> _EXERCISE AIM_
Can you reproduce each of the records below word for word, changing nothing?

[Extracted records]
# # # # #

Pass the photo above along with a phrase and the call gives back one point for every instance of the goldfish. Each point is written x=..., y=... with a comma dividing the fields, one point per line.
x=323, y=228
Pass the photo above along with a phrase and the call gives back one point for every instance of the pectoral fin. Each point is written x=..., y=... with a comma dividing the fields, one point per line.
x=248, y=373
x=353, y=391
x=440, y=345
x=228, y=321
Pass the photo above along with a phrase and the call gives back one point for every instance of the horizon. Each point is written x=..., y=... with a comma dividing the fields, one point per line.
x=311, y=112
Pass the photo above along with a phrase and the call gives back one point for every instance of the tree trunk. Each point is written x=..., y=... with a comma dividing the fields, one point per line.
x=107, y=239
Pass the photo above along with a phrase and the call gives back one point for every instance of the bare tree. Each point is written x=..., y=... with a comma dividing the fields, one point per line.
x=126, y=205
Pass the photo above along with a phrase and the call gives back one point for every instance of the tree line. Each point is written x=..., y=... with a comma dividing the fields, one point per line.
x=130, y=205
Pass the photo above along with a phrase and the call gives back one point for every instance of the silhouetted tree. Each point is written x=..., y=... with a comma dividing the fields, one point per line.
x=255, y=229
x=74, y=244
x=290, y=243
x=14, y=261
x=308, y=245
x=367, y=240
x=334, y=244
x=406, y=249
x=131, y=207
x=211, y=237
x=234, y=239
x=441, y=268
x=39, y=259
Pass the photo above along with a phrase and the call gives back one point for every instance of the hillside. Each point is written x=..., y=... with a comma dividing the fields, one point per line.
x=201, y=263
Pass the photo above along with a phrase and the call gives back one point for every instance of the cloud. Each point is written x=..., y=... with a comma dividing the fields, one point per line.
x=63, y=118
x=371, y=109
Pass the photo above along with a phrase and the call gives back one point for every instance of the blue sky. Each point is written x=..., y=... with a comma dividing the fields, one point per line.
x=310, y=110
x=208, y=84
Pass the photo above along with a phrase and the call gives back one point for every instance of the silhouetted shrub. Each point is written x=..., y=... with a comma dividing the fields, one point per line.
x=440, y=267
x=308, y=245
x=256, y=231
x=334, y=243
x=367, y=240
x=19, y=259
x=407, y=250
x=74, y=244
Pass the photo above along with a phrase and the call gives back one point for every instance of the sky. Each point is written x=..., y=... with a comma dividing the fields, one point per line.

# # # # #

> _TASK OUTPUT_
Pass the photo above along with a phrase and the call gives back one point for every instance of the goldfish. Each point is written x=..., y=... with a comma dividing the fields, one point per line.
x=323, y=228
Pass the photo above along with a phrase and the call gives back one point for every instance of the pectoral fin. Each point is written x=..., y=... with a comma dividing the fields, one point per line.
x=248, y=373
x=353, y=391
x=440, y=345
x=228, y=321
Pass the photo above along with a phrase and the call gives back one point for every instance of the horizon. Each point is written x=..., y=... with a comma dividing the fields, one point per line.
x=311, y=112
Pass the photo above along with a phrase and the call gives back one point for every instance of the tree trunk. Each point is written x=..., y=... with a comma dividing the fields, one point per line.
x=107, y=239
Pass the photo above along with a phrase and the call gives back one point for every instance of the bare tree. Each point is written x=..., y=... with a comma dividing the fields, one point per line.
x=126, y=205
Pass the photo above along with a phrase and the call gives back one point for every instance of the tree line. Each point is written x=..., y=... with a comma dividing the fields, one point per line.
x=130, y=205
Pass the photo above along with a phrase and the call gives back one point for every instance of the silhouetted tree. Each point is written x=..., y=... with a comma dividing the fields, one point per line.
x=255, y=229
x=74, y=244
x=290, y=243
x=14, y=261
x=308, y=245
x=367, y=240
x=334, y=244
x=406, y=249
x=131, y=207
x=211, y=237
x=234, y=239
x=441, y=268
x=39, y=259
Pass the photo above along with a phrase and the call gives back one point for every instance of the hillside. Each point is written x=..., y=... with a comma dividing the fields, one point per line.
x=201, y=263
Pass the photo above along with a phrase and the call gives back one point for every instance of the cloud. Each point is written x=..., y=... with a comma dividing the fields, one point per line.
x=63, y=118
x=371, y=109
Pass the photo above along with a phrase and the call gives back one point for every instance of the blue sky. Each point is written x=..., y=... with a comma dividing the fields, one point per line.
x=310, y=110
x=208, y=84
Pass the photo above along with a phrase and the call gives back one point for every instance of the silhouetted shrub. Each point is written x=..., y=... with a comma dividing the fields, one point per line.
x=440, y=267
x=308, y=245
x=256, y=231
x=334, y=243
x=367, y=240
x=19, y=259
x=407, y=250
x=74, y=244
Pass the photo above along with a phrase and the call gives back one point for every instance of the sky. Each point is written x=..., y=... with a comma dividing the fields, one point per line.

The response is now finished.